> Passage provided:
Milliardo
Boone County Eighteen 33 10 Year Sauternes Barrel Select
Bourbon — USA
Reviewed
December 18, 2019
This year for the holidays I’m going to try a brand new whiskey every day in December. #lifegoals
Dec. 18
To my knowledge, this was a one time release back in 2017 that is no longer available. I paid $130, originally on sale at distillery for $85. You know how it goes. According to their announcement flyer, some ghosts took only 61 bottles worth of ten-year-old “Eighteen 33,” a name choice that has always bothered me in some deep but unknown way, and finished the batch in a Tonnellerie Sauternes wine barrel. I don’t know enough about wine for that to mean much, other than it’s a sweet white. Additionally, I’ve never had Boone County juice before, and I don’t understand the ghosts bit. Like at all. Only leg-up I have here is a decent exposure to barrel-finished bourbon, and as someone who is generally pro-barrel finishes when used as additional options from a given distillery (read: not the ONLY output of a given distillery, wagging my finger at you Angel’s Envy), I’m very excited to try this little guy.
For a white wine finish, this drink is absurdly dark. It looks a lot like AE in color. I get a heavy load of raisin on the nose. Reminds me of Balvenie, but with the astringency of a higher-proof bourbon. There’s some vanilla and sugar there as well, but overall, raisin wins. It’s pretty interesting.

> Stored rows:
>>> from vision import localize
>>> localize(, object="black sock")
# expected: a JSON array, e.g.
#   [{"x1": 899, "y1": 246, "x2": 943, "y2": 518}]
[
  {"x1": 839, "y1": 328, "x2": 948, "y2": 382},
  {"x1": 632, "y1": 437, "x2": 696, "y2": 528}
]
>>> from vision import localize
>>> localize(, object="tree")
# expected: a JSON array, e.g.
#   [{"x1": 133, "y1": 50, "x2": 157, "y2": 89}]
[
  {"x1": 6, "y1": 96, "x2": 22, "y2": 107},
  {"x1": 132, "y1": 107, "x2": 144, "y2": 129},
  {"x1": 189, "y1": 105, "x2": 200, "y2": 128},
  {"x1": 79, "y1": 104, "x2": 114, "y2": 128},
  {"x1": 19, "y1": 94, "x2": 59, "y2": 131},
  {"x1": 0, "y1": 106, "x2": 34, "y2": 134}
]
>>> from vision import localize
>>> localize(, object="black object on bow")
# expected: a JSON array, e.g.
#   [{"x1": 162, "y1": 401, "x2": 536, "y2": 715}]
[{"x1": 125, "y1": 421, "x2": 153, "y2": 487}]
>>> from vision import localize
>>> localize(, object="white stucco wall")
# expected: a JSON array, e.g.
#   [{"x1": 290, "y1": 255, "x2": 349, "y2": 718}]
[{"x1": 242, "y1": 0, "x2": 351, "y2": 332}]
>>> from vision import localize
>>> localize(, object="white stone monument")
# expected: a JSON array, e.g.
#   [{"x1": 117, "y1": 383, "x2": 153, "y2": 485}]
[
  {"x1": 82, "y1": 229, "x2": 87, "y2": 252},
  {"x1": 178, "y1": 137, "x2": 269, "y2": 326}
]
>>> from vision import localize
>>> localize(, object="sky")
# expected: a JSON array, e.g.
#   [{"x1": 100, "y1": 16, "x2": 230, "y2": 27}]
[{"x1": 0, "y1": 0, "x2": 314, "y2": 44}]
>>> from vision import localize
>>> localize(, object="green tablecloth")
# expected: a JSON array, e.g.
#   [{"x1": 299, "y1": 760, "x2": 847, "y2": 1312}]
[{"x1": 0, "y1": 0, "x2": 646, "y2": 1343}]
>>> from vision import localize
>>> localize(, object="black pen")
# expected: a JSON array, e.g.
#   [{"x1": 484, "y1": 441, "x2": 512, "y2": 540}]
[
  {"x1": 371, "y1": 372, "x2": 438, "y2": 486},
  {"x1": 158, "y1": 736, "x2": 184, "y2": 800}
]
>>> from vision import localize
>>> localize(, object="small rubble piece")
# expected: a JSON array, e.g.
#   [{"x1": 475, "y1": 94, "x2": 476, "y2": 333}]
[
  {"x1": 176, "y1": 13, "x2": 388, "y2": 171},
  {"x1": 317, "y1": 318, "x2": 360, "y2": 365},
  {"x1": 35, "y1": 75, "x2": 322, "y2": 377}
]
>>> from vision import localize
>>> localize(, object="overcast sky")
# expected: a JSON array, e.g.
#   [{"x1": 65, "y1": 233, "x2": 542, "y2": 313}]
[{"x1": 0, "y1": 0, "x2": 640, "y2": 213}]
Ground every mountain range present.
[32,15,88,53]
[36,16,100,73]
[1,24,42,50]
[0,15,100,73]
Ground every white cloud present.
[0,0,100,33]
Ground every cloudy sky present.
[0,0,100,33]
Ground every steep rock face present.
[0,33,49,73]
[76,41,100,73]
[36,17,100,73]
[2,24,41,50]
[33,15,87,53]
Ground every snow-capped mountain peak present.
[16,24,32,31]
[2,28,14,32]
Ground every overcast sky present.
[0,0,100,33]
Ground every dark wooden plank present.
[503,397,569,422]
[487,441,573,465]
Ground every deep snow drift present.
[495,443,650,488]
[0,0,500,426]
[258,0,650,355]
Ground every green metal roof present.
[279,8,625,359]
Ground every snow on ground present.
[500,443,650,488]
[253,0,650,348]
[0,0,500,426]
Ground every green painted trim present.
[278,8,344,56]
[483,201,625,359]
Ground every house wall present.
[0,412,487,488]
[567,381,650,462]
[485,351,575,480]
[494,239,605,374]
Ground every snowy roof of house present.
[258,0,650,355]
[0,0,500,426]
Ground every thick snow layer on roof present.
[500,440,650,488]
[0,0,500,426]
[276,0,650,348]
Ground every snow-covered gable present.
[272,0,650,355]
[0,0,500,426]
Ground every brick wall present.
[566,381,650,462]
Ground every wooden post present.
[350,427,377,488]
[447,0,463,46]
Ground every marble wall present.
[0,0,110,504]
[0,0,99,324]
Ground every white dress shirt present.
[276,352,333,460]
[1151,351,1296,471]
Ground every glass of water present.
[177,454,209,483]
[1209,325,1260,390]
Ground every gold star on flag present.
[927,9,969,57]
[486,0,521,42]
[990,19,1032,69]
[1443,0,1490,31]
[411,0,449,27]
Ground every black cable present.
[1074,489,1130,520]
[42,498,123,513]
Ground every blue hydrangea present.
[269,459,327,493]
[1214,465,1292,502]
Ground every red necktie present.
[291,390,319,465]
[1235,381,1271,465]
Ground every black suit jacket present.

> What to do:
A – Transcribe the passage of the whiskey review starting with "For a white" and going on through "It’s pretty interesting.".
B – Answer these questions using the whiskey review.
(i) What price did the reviewer pay for the bottle?
(ii) How many bottles' worth of the ten-year-old "Eighteen 33" were finished in the Sauternes barrel?
(iii) Which aroma does the reviewer say wins out on the nose?

> Solved tasks:
A –
For a white wine finish, this drink is absurdly dark. It looks a lot like AE in color. I get a heavy load of raisin on the nose. Reminds me of Balvenie, but with the astringency of a higher-proof bourbon. There’s some vanilla and sugar there as well, but overall, raisin wins. It’s pretty interesting.

B –
(i) $130, after it was originally on sale at the distillery for $85.
(ii) 61 bottles' worth.
(iii) Raisin.